- Action item -
Your result should be the lines holding the word "concrete", copied from the entries below.
== == ==
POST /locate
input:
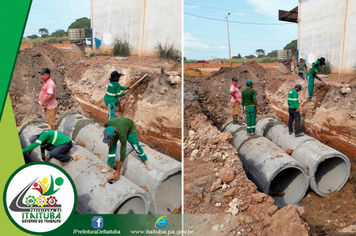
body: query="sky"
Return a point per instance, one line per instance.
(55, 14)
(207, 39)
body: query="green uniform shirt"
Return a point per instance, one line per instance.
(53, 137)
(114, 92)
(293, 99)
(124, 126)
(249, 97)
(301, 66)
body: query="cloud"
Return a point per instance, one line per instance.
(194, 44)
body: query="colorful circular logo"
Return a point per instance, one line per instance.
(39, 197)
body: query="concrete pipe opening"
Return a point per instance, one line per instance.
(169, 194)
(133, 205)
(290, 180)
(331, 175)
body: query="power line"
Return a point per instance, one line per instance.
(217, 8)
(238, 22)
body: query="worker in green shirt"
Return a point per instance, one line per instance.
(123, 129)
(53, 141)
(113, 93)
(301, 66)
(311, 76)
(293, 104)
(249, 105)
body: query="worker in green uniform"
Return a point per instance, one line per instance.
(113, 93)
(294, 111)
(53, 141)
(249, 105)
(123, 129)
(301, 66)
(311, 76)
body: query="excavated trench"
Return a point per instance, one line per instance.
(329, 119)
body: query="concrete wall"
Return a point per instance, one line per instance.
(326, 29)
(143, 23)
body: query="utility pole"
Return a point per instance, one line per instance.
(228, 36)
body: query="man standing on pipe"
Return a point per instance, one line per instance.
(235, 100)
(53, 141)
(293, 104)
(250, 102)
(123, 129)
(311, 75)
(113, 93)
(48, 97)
== == ==
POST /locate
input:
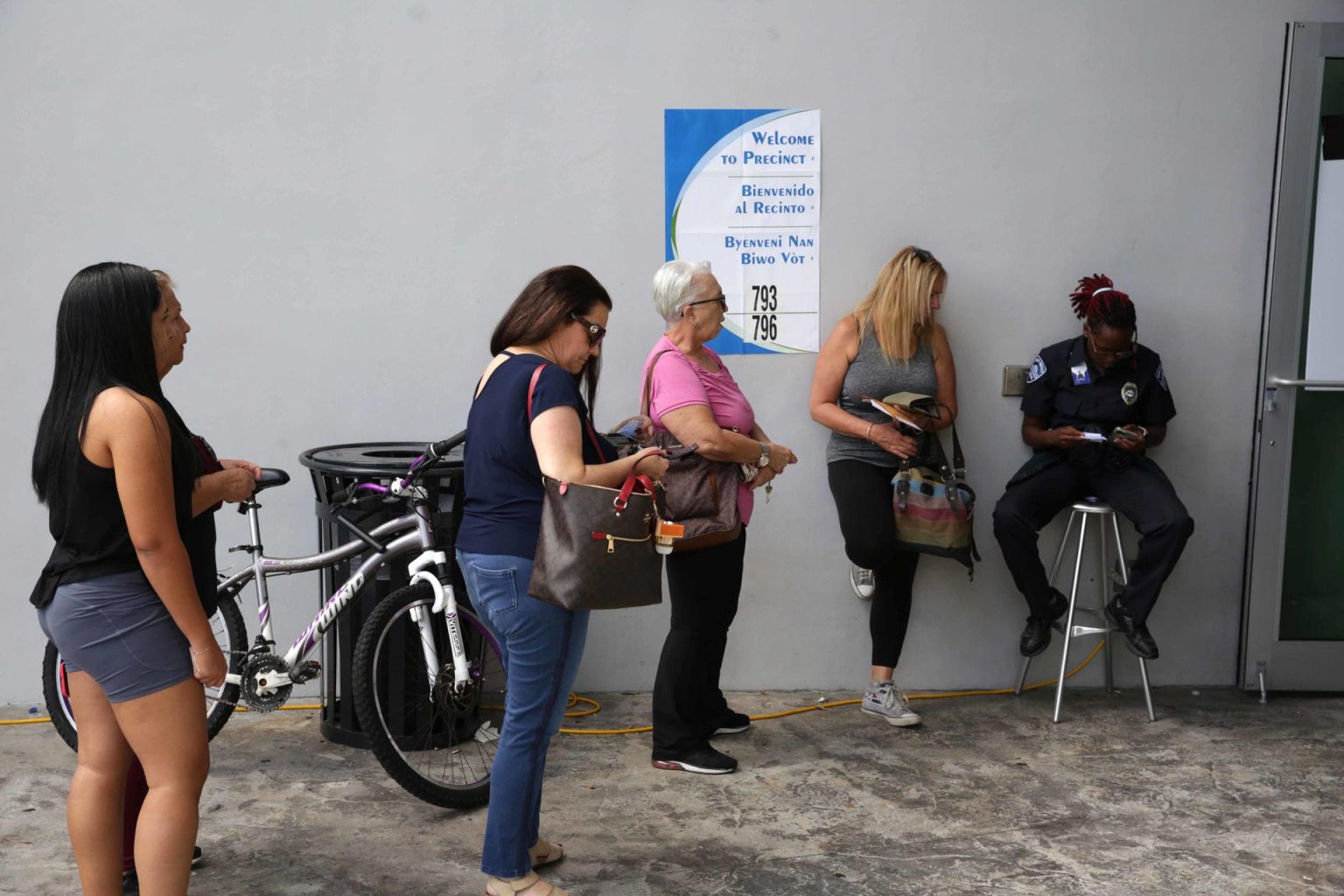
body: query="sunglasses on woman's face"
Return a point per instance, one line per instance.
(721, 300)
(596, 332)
== == ==
- Result -
body: query="concrete pipe opening"
body: query="concrete wall"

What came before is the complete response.